### DATA FOR THE TASK
§ §

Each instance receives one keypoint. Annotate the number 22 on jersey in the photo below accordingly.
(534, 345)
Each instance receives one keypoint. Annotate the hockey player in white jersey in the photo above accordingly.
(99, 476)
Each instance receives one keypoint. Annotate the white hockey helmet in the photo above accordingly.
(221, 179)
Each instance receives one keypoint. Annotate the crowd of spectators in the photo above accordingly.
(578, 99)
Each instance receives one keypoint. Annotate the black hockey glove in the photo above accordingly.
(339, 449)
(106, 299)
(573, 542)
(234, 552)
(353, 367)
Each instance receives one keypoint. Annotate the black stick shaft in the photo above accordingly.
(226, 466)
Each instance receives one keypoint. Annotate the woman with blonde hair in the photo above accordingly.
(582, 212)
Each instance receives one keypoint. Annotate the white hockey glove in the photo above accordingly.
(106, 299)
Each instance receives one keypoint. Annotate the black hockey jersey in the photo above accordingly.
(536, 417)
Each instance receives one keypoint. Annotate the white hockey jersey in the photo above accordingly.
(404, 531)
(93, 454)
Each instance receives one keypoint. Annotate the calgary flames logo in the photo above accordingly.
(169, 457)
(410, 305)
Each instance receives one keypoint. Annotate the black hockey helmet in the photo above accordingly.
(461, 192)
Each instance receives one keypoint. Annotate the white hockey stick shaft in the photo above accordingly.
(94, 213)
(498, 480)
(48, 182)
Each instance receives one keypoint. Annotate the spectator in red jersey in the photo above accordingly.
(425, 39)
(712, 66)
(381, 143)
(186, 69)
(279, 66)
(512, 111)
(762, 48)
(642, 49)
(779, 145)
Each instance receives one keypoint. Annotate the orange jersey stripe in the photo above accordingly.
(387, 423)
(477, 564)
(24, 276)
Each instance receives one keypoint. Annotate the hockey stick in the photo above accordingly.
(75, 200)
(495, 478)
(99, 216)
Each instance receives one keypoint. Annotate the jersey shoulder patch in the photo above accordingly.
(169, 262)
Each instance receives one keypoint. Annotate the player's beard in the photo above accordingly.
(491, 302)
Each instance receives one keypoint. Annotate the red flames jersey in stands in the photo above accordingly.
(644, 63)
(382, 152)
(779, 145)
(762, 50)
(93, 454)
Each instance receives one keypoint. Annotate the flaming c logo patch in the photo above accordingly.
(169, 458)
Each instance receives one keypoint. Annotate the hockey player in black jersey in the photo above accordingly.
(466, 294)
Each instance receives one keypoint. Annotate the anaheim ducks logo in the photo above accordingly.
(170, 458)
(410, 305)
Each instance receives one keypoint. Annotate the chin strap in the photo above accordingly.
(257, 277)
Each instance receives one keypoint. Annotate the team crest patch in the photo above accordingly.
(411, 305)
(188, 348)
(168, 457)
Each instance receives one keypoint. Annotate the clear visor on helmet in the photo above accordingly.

§ §

### WORK TASK
Print each entry above word for word, leaving none out.

### ANSWER SPACE
Each instance receives one keypoint. Annotate the number 22 on jersey in the photo below accordingly.
(534, 345)
Each instance receives one keypoint. Annotate the hockey player in white jersey in the photo above accordingly.
(99, 476)
Each instance receives one keypoint. Annotate the white hockey helmet in the photo above accordingly.
(221, 179)
Each instance receives one keypoint. Annotate the crowd of spectators in the photo above accordingly.
(578, 99)
Each instance receives one keypoint. Annotate the black hockey glove in the photo above accordingly.
(339, 449)
(106, 299)
(573, 542)
(234, 552)
(353, 367)
Each instance receives one keypoint. Annotate the black stick shaft in the photo above accordingly.
(226, 466)
Each instance receives one keypoint. Annotate the woman with blonde hair in the photo above accordingly.
(582, 212)
Each instance receives one keypoint. Annotate the white hockey glove in the photo above accordingly.
(106, 299)
Each instance receives one keypoint. Annotate the black hockey jersey in the photo above accordingly.
(536, 417)
Each instance receives one keypoint. Annotate the white hockey jersey in the photo above accordingly.
(404, 531)
(93, 454)
Each instance receives one keypoint. Annotate the calgary flames logo in the photo above accordingly.
(169, 457)
(410, 305)
Each instance receives one keypoint. Annotate the black hockey helmet in the photo above accordingly.
(461, 192)
Each instance receives one keypoint. Annotate the white hockey stick shaft in the photo above accordingly.
(94, 213)
(498, 480)
(48, 182)
Each instance receives one keypoint. Annotate the spectator in red jersey in the photo above accordingly.
(425, 39)
(712, 66)
(381, 143)
(186, 69)
(279, 66)
(512, 111)
(762, 48)
(642, 49)
(779, 145)
Each instance receives one keypoint. Annotate the orange jersey stripe in the photo above accordingly.
(387, 423)
(477, 564)
(24, 276)
Each instance receives one keypoint. Annotate the hockey stick in the photo above accordingly.
(75, 200)
(495, 478)
(99, 216)
Each instance receives one keypoint. Annotate the jersey shoulder patch in the photo above accordingly.
(169, 262)
Each instance receives one keypoint. Annotate the player's beard in the photo above accordingly.
(491, 302)
Each instance receives one keypoint. Annotate the red flames jersey in stands in the photo above accordingly.
(644, 63)
(382, 152)
(779, 145)
(762, 50)
(93, 454)
Each instance receives one keypoint. Annotate the flaming c logo patch in the photo above accordingly.
(169, 458)
Each instance receives one keypoint. Annotate the hockey player in black jersey in the photo above accordingly.
(466, 294)
Each instance receives one keypoint. Annotate the anaheim ducks logo in the photo above accordingly.
(170, 458)
(410, 305)
Each instance receives one keypoint. Annotate the chin strap in the photo above accordingly.
(257, 277)
Each instance receives one keypoint. Annotate the team crest patch in the photo above accordingly.
(411, 305)
(188, 348)
(168, 457)
Each instance receives one keypoint. Annotate the clear visor on helmet in the photo above accordingly.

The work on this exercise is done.